*** Opening Supplied records ***

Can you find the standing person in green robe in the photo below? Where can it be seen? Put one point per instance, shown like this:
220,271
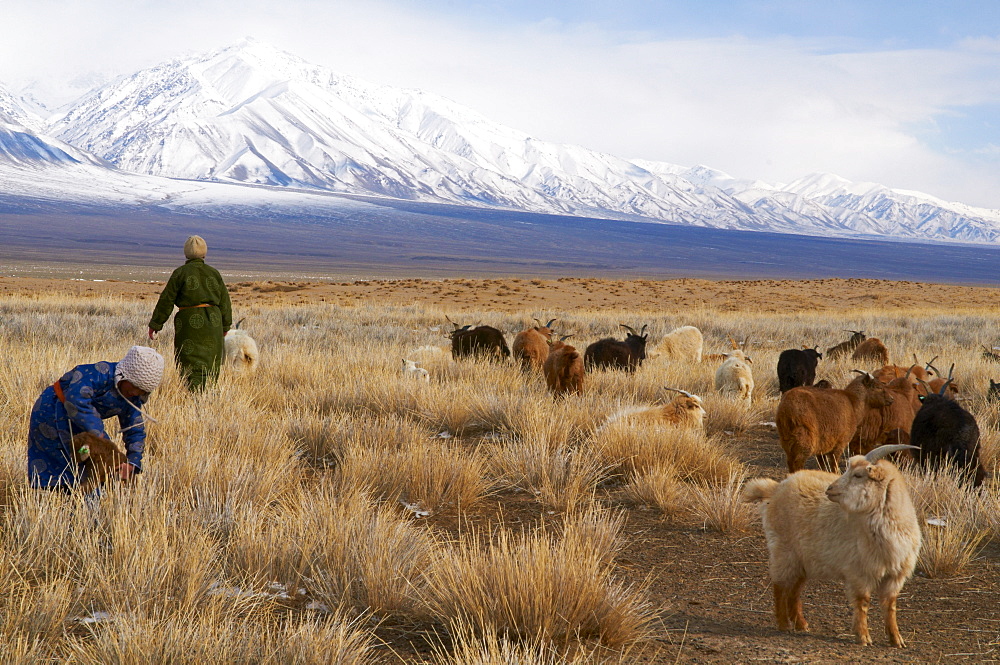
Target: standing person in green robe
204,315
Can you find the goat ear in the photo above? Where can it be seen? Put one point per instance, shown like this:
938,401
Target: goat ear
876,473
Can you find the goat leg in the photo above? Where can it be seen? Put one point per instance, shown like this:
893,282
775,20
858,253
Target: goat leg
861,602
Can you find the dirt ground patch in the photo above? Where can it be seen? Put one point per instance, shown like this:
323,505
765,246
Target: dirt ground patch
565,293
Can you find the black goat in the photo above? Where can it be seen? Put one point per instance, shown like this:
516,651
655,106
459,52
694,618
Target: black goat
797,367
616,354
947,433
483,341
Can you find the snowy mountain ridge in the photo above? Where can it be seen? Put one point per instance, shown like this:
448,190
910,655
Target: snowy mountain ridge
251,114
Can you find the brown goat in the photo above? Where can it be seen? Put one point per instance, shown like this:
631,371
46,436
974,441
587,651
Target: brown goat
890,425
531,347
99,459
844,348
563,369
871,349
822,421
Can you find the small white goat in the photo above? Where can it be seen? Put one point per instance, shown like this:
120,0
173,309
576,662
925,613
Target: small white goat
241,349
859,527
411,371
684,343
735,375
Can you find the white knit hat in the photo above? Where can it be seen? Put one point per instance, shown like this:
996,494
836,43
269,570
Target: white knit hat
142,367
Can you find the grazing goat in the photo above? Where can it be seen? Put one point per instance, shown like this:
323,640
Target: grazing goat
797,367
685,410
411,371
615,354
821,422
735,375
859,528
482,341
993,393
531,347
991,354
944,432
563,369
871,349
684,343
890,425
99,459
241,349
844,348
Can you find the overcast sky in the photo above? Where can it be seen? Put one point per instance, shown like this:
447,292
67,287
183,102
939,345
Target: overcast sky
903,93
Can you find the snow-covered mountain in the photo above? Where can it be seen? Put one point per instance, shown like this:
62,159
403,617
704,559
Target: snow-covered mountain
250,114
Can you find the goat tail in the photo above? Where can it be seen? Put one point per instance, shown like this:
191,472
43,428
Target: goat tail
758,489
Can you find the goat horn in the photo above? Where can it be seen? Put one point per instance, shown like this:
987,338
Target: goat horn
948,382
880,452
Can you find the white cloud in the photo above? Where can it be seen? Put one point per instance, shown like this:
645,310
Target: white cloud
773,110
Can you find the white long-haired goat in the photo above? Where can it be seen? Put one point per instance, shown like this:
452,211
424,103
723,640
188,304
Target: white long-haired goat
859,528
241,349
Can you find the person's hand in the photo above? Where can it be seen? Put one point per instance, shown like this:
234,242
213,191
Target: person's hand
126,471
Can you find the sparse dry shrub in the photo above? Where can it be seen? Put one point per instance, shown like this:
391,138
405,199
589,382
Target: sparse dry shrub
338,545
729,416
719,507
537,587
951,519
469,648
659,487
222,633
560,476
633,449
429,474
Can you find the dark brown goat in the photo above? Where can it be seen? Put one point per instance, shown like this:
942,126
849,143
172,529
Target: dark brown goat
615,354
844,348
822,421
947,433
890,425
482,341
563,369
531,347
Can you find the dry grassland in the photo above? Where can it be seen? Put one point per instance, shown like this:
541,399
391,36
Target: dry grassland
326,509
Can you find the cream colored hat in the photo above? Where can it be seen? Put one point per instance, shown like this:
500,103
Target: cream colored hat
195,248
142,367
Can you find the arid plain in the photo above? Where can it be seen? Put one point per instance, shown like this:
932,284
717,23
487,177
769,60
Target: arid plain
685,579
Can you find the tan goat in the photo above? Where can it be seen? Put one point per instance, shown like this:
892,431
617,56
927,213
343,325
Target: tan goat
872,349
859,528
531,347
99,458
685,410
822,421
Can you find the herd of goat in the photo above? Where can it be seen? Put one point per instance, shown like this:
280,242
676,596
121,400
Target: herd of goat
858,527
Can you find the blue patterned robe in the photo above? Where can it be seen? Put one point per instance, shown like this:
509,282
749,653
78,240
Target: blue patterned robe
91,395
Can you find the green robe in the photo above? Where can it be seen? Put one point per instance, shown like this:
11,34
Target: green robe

*** Closing Supplied records ***
*** Opening Supplied records ***

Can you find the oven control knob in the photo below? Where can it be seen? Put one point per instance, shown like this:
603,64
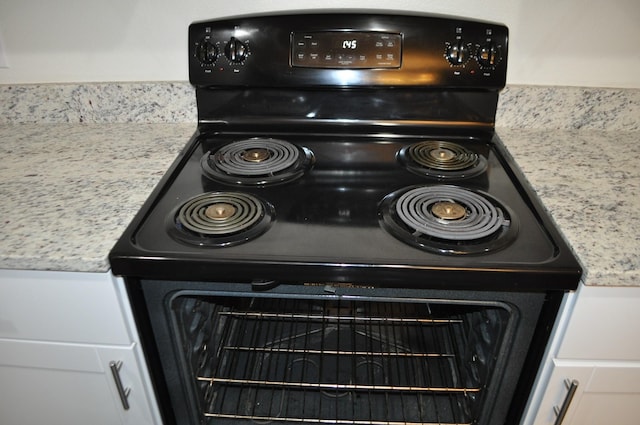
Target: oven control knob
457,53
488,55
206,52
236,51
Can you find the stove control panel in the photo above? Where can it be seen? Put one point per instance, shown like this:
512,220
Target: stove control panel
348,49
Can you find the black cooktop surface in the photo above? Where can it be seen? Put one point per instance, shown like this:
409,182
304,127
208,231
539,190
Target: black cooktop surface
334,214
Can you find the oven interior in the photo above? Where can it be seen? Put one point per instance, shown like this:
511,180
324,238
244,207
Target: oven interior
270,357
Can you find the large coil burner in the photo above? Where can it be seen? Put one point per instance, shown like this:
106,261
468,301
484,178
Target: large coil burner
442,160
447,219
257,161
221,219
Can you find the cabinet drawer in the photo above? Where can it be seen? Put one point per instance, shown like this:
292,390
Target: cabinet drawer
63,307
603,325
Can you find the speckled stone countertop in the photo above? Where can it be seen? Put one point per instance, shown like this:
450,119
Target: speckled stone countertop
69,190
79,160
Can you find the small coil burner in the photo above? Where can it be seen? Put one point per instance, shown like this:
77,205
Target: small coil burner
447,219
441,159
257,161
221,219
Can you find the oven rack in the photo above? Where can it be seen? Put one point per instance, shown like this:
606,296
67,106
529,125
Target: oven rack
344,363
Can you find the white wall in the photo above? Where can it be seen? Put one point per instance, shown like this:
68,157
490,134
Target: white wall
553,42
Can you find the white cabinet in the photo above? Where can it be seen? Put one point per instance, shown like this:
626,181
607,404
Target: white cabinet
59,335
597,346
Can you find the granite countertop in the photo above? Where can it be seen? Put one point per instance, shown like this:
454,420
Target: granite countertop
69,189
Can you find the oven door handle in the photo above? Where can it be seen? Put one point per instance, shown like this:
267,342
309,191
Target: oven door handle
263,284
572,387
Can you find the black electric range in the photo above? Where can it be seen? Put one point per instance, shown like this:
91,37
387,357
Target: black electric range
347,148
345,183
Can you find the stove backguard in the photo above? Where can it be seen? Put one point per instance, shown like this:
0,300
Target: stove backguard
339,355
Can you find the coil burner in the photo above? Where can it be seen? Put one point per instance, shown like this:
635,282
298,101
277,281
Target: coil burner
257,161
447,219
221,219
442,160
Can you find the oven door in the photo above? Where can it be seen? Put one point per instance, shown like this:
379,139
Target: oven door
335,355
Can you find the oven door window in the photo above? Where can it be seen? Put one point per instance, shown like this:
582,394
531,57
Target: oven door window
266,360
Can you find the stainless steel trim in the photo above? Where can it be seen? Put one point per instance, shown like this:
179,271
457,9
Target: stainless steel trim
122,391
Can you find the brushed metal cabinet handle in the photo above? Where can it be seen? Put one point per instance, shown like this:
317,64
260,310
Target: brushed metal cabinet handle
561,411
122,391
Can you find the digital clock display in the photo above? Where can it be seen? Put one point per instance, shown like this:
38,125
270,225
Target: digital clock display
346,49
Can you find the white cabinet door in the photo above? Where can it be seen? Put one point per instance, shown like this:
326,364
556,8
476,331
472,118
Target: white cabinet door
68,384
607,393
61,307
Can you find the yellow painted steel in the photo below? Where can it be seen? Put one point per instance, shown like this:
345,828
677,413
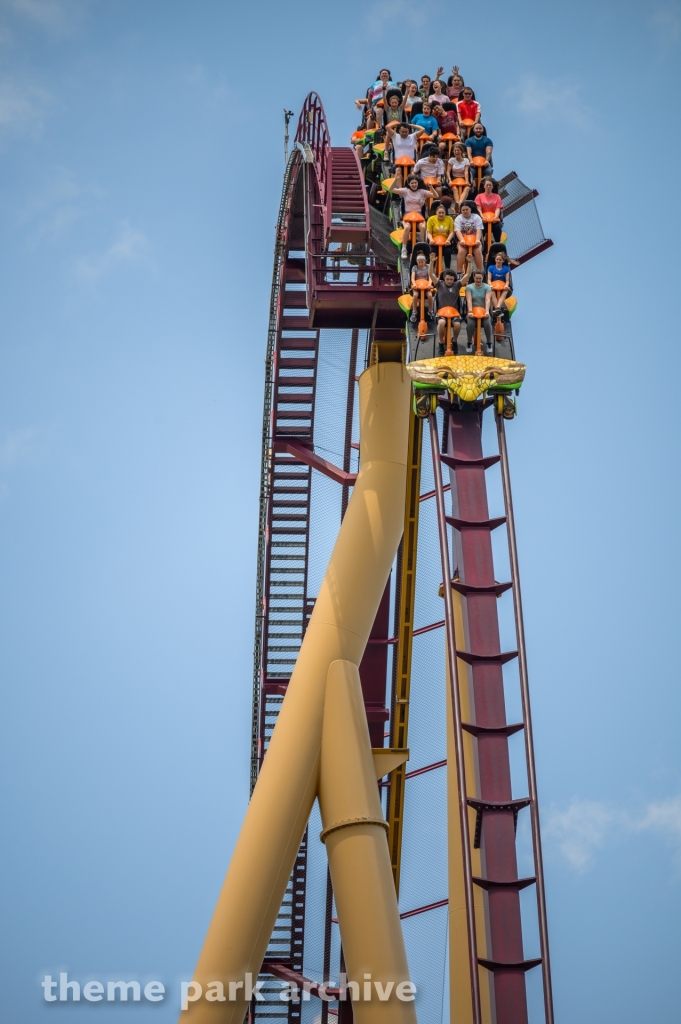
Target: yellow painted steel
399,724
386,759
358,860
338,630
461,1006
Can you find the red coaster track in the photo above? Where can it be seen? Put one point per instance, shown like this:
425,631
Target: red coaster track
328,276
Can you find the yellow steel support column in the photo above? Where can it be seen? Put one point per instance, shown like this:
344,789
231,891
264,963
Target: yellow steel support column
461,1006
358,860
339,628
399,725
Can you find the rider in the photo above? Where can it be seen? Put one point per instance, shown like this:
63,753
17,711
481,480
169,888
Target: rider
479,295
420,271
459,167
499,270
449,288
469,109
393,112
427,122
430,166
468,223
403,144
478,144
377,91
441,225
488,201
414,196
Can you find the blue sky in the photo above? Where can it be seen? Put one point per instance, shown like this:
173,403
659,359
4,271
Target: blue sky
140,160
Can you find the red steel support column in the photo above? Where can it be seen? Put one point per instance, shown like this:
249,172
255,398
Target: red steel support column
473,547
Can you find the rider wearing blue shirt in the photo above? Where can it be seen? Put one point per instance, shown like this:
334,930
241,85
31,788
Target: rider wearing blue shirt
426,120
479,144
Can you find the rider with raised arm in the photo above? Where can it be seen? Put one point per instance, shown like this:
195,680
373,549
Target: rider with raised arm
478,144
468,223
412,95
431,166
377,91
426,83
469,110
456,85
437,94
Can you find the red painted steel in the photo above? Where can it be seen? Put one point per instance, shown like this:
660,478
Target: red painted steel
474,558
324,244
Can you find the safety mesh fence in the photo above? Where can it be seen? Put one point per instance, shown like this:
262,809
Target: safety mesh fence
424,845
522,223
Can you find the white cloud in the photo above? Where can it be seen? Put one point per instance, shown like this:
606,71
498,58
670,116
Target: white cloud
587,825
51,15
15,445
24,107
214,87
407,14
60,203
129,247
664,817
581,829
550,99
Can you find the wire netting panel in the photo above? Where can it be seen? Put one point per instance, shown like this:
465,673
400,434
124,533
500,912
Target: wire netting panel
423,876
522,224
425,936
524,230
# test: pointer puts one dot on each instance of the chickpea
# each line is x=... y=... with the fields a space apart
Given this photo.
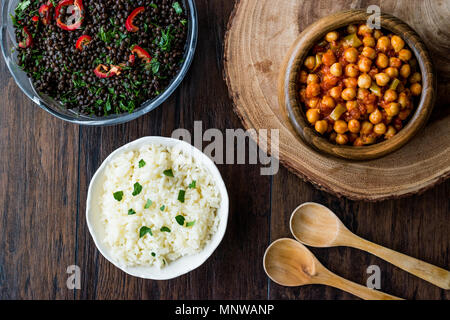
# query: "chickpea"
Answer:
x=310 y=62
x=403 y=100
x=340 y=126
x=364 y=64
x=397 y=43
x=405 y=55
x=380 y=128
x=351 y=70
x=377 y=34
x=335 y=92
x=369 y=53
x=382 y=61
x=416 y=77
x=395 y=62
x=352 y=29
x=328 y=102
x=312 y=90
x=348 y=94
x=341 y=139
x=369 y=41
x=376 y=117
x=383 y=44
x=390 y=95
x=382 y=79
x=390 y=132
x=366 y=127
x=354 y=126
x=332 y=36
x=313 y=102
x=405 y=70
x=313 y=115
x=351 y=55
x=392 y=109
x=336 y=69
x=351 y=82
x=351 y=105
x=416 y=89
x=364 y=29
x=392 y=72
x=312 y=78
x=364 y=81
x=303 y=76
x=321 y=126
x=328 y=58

*** Closing Supplied records ***

Assignment ▸ Write out each line of the data that holds the string "chickpea".

Exercise answer ▸
# test: pointer puts one dot on each instance of the chickpea
# query: "chickpea"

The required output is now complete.